Triplex-forming properties and enzymatic incorporation of a base-modified nucleotide capable of duplex DNA recognition at neutral pH

The sequence-specific recognition of duplex DNA by unmodified parallel triplex-forming oligonucleotides is restricted to low pH conditions due to a necessity for cytosine protonation in the third strand. This has severely restricted their use as gene-targeting agents, as well as for the detection and/or functionalisation of synthetic or genomic DNA. Here I report that the nucleobase 6-amino-5-nitropyridin-2-one (Z) finally overcomes this constraint by acting as an uncharged mimic of protonated cytosine. Synthetic TFOs containing the nucleobase enabled stable and selective triplex formation at oligopurine-oligopyrimidine sequences containing multiple isolated or contiguous GC base pairs at neutral pH and above. Moreover, I demonstrate a universal strategy for the enzymatic assembly of Z-containing TFOs using its commercially available deoxyribonucleotide triphosphate. These findings seek to improve not only the recognition properties of TFOs but also the cost and/or expertise associated with their chemical syntheses.

Automated summary

The introduction of the nucleobase 6-amino-5-nitropyridin-2-one (Z) enables stable and selective triplex formation of synthetic TFOs at neutral pH and above, overcoming the limitation of cytosine protonation at low pH. Furthermore, a universal strategy for enzymatic assembly of Z-containing TFOs using commercially available deoxyribonucleotide triphosphate has been demonstrated, aiming to improve the recognition properties of TFOs and reduce the cost and expertise associated with their chemical syntheses.

§ **Task details**:
Copy the passage on Z-containing triplex-forming oligonucleotides from "Automated summary" up to and including "and expertise associated with their chemical syntheses.", substituting "general strategy" for "universal strategy".

§ **Given information**:
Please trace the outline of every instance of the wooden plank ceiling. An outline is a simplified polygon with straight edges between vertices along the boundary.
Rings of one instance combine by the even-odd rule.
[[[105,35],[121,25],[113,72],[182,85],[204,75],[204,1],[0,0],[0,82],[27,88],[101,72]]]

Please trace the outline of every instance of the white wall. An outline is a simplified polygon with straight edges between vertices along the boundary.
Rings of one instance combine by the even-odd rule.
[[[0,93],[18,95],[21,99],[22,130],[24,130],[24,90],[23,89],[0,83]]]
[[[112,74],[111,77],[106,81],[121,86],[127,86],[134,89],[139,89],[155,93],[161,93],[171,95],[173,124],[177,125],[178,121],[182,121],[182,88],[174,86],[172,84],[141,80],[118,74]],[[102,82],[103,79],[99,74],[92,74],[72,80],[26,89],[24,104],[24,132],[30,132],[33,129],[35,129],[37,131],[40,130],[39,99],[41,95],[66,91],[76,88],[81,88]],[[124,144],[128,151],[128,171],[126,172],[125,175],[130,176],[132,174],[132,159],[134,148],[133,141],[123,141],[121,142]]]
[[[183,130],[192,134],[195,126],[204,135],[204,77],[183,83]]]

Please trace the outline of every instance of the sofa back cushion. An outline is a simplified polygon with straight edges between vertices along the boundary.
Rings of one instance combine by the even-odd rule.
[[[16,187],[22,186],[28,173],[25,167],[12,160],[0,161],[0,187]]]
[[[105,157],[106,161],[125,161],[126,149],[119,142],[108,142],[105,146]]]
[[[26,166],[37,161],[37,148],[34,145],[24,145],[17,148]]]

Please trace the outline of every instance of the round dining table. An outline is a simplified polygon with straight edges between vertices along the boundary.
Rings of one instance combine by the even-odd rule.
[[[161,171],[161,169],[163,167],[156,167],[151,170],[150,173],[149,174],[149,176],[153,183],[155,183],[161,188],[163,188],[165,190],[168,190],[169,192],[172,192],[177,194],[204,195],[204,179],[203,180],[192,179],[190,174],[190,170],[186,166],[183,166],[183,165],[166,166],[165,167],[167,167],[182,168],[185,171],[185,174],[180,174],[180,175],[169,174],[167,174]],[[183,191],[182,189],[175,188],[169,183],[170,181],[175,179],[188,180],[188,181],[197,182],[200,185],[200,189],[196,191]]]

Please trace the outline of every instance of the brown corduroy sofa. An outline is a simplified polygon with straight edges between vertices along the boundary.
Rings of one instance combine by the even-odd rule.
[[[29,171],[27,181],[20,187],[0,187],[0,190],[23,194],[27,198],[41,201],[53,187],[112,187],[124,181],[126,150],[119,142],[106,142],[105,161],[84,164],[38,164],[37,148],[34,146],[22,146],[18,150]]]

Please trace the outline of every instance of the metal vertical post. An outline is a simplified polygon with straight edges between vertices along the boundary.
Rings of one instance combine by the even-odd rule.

§ **Solution to this exercise**:
Automated summary

The introduction of the nucleobase 6-amino-5-nitropyridin-2-one (Z) enables stable and selective triplex formation of synthetic TFOs at neutral pH and above, overcoming the limitation of cytosine protonation at low pH. Furthermore, a general strategy for enzymatic assembly of Z-containing TFOs using commercially available deoxyribonucleotide triphosphate has been demonstrated, aiming to improve the recognition properties of TFOs and reduce the cost and expertise associated with their chemical syntheses.